TO BE DONE:
Copy the stretch from the start of the records through the line containing "output: one JSON", swapping "region" for "area" and changing nothing else.

== TASK MATERIAL

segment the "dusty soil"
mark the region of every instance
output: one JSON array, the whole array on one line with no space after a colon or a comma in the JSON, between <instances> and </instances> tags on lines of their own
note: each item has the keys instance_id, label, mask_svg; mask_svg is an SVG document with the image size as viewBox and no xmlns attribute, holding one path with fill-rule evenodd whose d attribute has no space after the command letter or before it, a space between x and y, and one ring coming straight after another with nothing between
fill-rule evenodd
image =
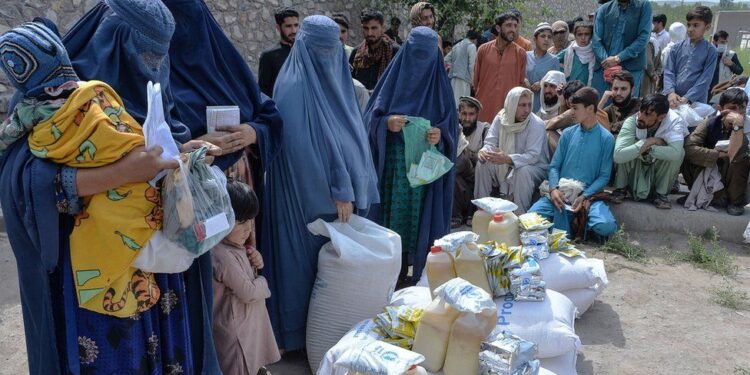
<instances>
[{"instance_id":1,"label":"dusty soil","mask_svg":"<svg viewBox=\"0 0 750 375\"><path fill-rule=\"evenodd\" d=\"M711 288L721 276L676 262L687 249L685 236L633 234L649 249L645 264L586 248L605 260L610 286L576 322L583 341L578 373L742 374L750 373L750 306L718 306ZM738 265L731 280L750 294L750 248L724 243ZM0 233L0 374L26 373L26 347L15 260ZM307 374L307 361L290 353L271 367L274 375Z\"/></svg>"}]
</instances>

====

SOLUTION FOR THIS PROBLEM:
segment the "dusty soil"
mark the area of every instance
output: one JSON array, the whole array on one line with no space after a colon or a comma in the JSON, between <instances> and </instances> tags on lines of their own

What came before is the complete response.